Copy exactly the lines from the one containing "Where can the tall" through the last line of the records, both included, and nothing more.

Data excerpts:
= = =

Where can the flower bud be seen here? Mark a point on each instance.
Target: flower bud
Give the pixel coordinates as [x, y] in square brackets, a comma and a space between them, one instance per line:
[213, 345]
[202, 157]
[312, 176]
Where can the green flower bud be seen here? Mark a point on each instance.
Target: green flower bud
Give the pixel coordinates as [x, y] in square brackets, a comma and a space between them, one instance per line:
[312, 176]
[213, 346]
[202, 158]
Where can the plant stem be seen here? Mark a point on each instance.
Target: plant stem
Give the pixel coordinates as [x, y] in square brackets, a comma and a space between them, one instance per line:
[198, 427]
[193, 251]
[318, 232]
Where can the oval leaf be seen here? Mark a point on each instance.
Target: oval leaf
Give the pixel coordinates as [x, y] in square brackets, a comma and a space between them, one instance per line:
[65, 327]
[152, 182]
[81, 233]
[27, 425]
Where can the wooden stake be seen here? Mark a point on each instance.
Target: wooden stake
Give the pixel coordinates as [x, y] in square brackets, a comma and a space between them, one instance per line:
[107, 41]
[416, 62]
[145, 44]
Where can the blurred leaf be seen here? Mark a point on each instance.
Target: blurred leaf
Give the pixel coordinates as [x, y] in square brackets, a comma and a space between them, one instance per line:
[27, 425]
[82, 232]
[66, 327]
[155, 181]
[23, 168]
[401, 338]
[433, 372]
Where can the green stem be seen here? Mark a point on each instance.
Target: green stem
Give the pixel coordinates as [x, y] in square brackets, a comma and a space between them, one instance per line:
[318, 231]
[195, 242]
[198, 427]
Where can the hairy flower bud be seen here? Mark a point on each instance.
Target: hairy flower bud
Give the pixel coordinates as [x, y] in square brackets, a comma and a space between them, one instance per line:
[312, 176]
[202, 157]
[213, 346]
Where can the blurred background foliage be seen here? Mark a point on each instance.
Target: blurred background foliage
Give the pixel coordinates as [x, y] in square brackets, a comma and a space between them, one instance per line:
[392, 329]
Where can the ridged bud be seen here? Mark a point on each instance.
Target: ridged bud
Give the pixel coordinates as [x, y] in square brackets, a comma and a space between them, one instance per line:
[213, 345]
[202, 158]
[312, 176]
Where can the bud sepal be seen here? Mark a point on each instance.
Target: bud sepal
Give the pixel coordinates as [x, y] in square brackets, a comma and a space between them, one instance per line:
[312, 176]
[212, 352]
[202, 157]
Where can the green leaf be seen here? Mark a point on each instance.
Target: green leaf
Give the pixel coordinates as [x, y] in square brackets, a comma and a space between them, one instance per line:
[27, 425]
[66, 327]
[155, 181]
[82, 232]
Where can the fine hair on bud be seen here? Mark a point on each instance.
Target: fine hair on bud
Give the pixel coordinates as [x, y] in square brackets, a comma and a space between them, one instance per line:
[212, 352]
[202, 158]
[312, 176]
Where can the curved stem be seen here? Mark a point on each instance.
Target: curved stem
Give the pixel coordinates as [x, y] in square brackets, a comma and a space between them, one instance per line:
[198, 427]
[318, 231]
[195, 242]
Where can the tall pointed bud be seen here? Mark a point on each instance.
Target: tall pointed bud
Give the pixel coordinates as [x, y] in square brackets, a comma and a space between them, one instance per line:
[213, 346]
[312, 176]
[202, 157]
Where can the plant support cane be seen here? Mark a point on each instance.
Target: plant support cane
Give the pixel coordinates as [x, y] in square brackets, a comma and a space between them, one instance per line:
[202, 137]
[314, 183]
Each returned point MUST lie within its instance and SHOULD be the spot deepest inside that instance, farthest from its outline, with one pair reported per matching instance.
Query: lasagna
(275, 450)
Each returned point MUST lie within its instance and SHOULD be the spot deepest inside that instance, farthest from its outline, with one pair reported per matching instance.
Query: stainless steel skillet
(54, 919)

= = =

Answer for the task:
Where can the tall pointed bud be seen here? Mark a point on each instance.
Target: tall pointed bud
Give the pixel coordinates as [x, y] in square brackets, a comma and a space between them, one instance per line:
[213, 346]
[312, 176]
[202, 157]
Where can the plant support cane be seen here? Mark a point on each instance.
Target: plant support cane
Give the pixel coordinates as [x, y] in square brackets, a comma and a space between them, one instance per line:
[202, 137]
[314, 183]
Each returned point MUST lie within its instance and SHOULD be the spot deepest inside that instance, farthest from its outline, with one pair reported per matching instance.
Query: lasagna
(275, 450)
Each returned point MUST lie within its instance and SHOULD be the spot deepest inside that instance, farthest from its outline, with one pair reported per matching instance.
Query: stainless steel skillet
(54, 919)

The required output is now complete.